* TO BE DONE:
Copy the lines of the listing below word for word, starting at the line that contains "on fork, it would be much appreciated." and ending at the line that contains "42 191 L 69", with both of those lines included.
— Start of DATA PROVIDED —
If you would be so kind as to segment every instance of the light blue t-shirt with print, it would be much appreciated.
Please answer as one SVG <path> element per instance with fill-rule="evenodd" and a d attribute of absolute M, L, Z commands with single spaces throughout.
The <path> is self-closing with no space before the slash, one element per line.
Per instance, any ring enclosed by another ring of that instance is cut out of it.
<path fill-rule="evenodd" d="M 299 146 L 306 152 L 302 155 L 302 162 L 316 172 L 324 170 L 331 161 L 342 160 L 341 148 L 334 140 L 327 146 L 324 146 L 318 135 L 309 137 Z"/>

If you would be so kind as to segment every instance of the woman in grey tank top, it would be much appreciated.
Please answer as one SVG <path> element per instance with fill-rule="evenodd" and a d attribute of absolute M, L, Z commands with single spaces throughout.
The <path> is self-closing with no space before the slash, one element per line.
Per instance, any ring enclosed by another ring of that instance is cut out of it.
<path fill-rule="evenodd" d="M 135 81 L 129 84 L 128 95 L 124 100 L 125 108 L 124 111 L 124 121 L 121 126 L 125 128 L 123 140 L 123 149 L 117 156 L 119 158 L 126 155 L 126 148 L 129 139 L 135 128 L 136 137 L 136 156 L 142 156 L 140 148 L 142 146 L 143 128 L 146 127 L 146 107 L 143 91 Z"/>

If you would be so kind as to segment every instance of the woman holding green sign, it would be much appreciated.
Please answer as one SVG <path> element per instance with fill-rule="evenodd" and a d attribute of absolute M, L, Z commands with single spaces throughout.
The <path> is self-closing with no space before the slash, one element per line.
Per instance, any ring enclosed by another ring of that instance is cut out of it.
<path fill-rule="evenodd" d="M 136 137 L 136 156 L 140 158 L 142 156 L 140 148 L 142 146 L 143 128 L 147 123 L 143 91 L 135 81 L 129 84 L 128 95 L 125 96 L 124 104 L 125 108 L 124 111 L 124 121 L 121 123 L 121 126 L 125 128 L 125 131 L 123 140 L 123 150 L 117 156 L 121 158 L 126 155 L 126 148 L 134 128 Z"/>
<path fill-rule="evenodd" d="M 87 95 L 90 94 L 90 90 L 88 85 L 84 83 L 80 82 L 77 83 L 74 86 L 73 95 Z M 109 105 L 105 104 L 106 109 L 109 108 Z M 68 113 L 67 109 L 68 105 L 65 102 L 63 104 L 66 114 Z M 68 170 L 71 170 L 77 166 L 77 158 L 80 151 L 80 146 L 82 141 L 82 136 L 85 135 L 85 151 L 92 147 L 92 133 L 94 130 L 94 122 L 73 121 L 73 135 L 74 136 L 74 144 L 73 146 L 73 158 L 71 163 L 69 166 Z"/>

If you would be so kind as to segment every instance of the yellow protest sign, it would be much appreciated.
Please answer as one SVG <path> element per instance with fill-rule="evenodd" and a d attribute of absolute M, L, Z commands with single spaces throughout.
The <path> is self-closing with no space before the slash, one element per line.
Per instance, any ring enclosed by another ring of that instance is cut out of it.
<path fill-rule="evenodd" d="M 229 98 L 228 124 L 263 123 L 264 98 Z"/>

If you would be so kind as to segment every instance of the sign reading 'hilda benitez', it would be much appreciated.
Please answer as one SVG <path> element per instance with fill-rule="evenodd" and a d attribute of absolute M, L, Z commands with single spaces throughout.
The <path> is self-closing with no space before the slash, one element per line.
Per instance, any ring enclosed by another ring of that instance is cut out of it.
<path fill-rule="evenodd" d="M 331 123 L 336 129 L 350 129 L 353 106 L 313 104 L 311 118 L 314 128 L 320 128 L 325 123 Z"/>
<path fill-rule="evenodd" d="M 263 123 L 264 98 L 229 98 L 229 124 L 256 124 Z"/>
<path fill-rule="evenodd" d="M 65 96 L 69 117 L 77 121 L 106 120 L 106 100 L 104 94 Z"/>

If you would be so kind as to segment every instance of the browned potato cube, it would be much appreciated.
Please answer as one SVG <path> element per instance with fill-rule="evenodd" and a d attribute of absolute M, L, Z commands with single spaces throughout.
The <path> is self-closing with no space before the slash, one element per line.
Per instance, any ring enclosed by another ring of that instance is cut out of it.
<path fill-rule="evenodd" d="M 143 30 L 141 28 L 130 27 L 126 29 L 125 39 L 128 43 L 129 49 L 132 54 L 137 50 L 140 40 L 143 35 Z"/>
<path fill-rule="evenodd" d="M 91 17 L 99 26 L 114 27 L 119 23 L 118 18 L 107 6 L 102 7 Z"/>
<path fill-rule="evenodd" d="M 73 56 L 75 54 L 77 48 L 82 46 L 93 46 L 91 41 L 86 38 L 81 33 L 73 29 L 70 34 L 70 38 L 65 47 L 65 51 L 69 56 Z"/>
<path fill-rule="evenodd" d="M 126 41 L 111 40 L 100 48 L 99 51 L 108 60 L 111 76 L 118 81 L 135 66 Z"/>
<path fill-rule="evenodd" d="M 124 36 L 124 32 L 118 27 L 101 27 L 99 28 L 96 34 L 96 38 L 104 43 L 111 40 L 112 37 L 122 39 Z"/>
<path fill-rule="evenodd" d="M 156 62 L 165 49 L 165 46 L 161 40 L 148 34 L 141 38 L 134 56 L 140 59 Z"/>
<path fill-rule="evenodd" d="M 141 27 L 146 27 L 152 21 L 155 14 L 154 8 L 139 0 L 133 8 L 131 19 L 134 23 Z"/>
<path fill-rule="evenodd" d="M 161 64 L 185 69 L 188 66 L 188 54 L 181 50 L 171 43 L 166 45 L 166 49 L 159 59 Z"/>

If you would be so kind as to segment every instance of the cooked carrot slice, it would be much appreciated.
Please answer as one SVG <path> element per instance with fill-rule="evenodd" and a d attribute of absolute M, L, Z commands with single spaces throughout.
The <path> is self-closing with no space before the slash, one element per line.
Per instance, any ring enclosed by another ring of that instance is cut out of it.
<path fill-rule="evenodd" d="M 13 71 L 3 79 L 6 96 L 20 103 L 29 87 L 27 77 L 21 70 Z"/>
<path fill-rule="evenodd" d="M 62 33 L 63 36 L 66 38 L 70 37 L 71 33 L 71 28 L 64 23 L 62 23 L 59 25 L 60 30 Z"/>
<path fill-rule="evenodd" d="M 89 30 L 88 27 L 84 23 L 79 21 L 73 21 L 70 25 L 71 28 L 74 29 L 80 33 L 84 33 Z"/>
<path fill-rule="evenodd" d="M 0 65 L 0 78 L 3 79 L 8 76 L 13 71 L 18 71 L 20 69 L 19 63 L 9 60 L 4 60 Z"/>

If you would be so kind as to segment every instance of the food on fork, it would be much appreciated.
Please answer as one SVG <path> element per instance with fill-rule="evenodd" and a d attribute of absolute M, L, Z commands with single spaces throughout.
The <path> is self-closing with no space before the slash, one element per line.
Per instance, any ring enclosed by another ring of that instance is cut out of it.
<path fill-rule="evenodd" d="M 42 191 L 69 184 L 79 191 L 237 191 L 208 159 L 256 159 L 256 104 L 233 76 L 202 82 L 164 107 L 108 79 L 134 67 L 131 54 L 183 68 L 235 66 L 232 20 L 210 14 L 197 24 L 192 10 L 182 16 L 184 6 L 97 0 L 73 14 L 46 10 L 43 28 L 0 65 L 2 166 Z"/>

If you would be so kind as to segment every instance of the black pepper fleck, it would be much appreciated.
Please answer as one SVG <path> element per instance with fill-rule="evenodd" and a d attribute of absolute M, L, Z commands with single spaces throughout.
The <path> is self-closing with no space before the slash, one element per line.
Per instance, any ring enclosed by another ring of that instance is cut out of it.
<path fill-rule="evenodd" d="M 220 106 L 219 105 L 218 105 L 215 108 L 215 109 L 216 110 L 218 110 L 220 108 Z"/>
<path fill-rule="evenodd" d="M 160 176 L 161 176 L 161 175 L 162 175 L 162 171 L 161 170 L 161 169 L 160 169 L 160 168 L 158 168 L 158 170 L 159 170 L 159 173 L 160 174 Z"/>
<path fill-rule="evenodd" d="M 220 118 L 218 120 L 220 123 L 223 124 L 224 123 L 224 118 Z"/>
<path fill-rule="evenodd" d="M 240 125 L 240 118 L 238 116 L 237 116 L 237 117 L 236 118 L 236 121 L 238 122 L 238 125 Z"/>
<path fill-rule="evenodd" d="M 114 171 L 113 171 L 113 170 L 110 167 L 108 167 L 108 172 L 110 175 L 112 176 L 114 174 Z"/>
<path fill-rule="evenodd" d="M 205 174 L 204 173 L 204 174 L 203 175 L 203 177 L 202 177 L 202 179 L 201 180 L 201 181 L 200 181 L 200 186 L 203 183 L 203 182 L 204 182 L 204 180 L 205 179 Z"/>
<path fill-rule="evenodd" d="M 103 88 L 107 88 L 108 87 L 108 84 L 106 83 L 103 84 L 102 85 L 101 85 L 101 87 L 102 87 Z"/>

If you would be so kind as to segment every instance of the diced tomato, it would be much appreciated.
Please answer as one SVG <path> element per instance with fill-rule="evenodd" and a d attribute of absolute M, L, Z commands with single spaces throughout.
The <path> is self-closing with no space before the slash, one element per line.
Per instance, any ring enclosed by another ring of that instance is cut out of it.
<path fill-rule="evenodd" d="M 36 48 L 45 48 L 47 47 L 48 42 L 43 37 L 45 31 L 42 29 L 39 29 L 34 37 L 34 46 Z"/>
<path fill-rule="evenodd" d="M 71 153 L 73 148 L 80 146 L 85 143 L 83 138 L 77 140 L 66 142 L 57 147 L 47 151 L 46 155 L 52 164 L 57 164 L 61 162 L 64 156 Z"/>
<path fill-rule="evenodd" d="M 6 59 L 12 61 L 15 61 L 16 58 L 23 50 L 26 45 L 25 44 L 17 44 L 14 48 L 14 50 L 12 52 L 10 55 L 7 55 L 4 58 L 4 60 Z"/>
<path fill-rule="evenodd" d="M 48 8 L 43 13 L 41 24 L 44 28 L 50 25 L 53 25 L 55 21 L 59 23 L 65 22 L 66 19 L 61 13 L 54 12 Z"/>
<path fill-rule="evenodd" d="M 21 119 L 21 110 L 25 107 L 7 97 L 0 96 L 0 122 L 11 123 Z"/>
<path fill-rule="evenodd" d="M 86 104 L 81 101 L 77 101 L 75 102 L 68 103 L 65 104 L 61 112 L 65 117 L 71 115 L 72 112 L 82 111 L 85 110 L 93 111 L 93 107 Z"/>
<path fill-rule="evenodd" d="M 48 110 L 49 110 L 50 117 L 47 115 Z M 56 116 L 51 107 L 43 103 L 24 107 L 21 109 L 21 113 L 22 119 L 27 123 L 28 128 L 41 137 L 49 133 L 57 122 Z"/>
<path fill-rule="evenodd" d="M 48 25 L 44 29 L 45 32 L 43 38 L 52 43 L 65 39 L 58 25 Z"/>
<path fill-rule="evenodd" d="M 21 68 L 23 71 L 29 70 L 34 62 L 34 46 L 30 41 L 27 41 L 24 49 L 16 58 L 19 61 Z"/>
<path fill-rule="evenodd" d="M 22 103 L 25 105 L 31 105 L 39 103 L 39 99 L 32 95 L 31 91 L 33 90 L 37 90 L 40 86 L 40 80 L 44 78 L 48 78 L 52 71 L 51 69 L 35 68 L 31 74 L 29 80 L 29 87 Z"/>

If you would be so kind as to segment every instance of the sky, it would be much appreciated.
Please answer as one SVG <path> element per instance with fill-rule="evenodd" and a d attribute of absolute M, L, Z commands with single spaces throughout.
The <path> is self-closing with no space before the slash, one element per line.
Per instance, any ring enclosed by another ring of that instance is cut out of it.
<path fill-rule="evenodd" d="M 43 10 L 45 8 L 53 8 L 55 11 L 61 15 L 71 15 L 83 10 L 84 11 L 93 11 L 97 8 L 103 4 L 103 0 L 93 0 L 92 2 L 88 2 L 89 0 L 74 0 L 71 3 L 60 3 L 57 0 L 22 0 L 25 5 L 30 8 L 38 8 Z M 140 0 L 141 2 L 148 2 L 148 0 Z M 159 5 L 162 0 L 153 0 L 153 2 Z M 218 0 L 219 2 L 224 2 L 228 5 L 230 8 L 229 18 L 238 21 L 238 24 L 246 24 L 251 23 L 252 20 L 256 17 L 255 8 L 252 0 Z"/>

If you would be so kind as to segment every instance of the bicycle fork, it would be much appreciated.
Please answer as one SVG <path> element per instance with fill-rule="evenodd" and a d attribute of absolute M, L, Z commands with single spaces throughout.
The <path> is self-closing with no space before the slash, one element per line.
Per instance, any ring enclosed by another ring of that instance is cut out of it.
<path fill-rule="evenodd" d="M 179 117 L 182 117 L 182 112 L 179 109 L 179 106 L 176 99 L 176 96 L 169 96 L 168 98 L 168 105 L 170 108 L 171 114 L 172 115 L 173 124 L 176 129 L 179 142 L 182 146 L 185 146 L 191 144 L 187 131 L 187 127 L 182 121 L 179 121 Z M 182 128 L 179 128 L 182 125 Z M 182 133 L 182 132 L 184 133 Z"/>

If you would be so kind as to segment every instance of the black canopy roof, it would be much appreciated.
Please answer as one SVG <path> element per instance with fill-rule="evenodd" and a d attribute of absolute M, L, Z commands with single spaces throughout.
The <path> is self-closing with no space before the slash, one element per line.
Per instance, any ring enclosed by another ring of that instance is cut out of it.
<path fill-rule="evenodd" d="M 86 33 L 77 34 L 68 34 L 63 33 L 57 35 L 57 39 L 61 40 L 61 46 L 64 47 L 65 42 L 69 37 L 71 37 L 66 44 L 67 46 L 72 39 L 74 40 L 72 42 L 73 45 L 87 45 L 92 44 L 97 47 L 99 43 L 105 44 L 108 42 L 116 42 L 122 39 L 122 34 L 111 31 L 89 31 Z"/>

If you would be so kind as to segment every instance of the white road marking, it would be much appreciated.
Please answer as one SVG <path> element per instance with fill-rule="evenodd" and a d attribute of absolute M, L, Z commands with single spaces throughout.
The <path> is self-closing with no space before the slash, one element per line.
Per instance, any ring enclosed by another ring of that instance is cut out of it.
— End of DATA PROVIDED —
* WRITTEN RESPONSE:
If you would be so kind as to segment every instance of the food on fork, it would be much appreciated.
Please answer as one SVG <path> element per instance with fill-rule="evenodd" and a d attribute of absolute M, L, Z commands with single spaces throughout.
The <path> is self-closing with no space before the slash, one element per line.
Per instance, any ring enclosed by another ring of that instance is cut out of it.
<path fill-rule="evenodd" d="M 42 191 L 69 184 L 79 191 L 237 191 L 208 159 L 256 159 L 256 104 L 233 76 L 202 82 L 164 107 L 108 79 L 134 67 L 131 54 L 183 68 L 235 66 L 232 20 L 210 14 L 197 24 L 192 10 L 182 16 L 184 6 L 97 0 L 73 14 L 46 10 L 43 28 L 0 65 L 2 166 Z"/>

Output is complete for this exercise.